EXERCISE TEXT:
There is something really interesting about the fact you're grinding it up which I'm not sure has been mentioned above.
Imagine a batch of chicken. Perhaps one piece has Salmonella spp on it. For the supplier to find it, they will have to find that piece of chicken and test where the pathogen is on that piece.
Now think about your process. I'm imagining some bowl choppers, sorry for the metric but I'm imagining you're putting in, say, 40kg of chicken thighs into that bowl chopper. Then you're tipping it into a tote bin and putting it through something like a Vemag machine to extrude into skins. If it's not that process then it's probably going to be similar right?
I'm guessing you're not cleaning your bowl chopper until the end of the run and conservatively, let's make our run 5 batches (mostly to keep the maths easy).
So in total you now have 200kg of chicken thighs which have gone through the bowl chopper. And in that process, you're going to add in a bit of heat. Not deliberately but inevitably because of the friction of the process you have. So any pathogen presence has the chance to multiply.
So using nothing more scientific than a photo on the Walmart website (I'm wary of using British chickens to compare with this, as we tend to kill them when smaller) a chicken thigh seems to weigh about 160g or so.

GIVEN INFORMATION:
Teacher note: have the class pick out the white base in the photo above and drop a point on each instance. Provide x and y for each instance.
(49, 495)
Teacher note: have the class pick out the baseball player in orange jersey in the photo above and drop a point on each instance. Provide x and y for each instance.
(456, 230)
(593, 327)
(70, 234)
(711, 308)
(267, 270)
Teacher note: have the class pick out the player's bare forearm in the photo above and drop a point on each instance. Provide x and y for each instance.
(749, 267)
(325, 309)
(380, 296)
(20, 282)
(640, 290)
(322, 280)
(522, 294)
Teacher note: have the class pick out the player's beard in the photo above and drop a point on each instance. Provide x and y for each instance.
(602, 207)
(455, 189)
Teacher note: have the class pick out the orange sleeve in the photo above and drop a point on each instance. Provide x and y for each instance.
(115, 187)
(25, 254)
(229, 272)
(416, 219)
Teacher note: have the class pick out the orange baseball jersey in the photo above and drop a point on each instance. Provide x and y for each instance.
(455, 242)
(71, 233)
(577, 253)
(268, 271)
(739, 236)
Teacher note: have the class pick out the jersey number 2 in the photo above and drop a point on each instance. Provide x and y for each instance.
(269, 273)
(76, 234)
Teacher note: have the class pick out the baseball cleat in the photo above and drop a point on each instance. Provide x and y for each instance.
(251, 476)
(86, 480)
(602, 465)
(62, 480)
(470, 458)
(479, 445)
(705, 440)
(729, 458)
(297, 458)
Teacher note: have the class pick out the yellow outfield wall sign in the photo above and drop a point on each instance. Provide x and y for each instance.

TASKS TO COMPLETE:
a: In the passage on grinding chicken, how much does a chicken thigh seem to weigh, judging from the photo on the Walmart website?
b: Extend the passage on grinding chicken, picking up directly after its final sentence.
The data have no connection to the passage on grinding chicken.

ANSWERS PROVIDED:
a: About 160g.

b:
In your 200kg of chicken thighs, you will then have about 1,250 individual thighs.
So your sample, especially if taken towards the end of the run is equivalent to a composite of over 1000 of their samples. No wonder you will find it more often. There is no way they are testing that much, am I right?
What's more is if you have one piece which is really grossly contaminated, the pathogens will then get dispersed to lots of lovely new food source without waste products etc. So what is likely to happen is an uplift in growth rate independent of the temperature.
Sorry that was quite long winded. But basically if you want to explain this, it's a combination of maths and the sampling method of the original material which can never be anywhere near the level of your product. You will always have a problem here in my opinion at least from time to time. To achieve the levels you want in your product, the supply is going to have to be super squeaky clean, I'd also encourage regular batch breaks, applying cooling on your process and regular break full cleans in your plant. (Also I'm not sure re US legislation on speciation but I'd never run from one species to another without cleaning.)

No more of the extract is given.